### Exercise objective
Without the pictures, give the records again exactly as they appear.

### Data for processing
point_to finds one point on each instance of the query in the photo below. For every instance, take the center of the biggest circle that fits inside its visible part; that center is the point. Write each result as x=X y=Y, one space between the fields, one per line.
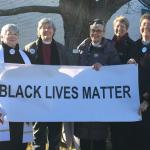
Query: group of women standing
x=122 y=50
x=96 y=51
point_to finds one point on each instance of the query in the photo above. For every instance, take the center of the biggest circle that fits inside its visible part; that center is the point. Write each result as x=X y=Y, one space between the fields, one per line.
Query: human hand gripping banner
x=30 y=93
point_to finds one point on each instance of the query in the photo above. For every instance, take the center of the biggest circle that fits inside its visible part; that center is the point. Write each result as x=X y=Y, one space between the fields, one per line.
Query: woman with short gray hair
x=10 y=53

### Finished task
point_to finds one point on each instance of the query in the photo below. For every instance, take the center of the biggest circle that fits inside its visible part; that center is the point. Write each result as x=X y=Y, one space between the fields, one per line.
Query: group of women standing
x=122 y=50
x=96 y=51
point_to finds one point on each instance of the query in the photo above. For every instance, take the center of the biggest circle that fits inside its visible part; that center is the point. Write each result as x=X y=Y, one space between the fields, one per line.
Query: human hand gripping banner
x=30 y=93
point_to finds one point on each instance of the query in the photo above. For every instance, take the center of the biggest circle that fits inside its visible part; that center is the point. Write each result as x=X y=Y, one space between the fields, one per line.
Query: woman with short gray hair
x=10 y=53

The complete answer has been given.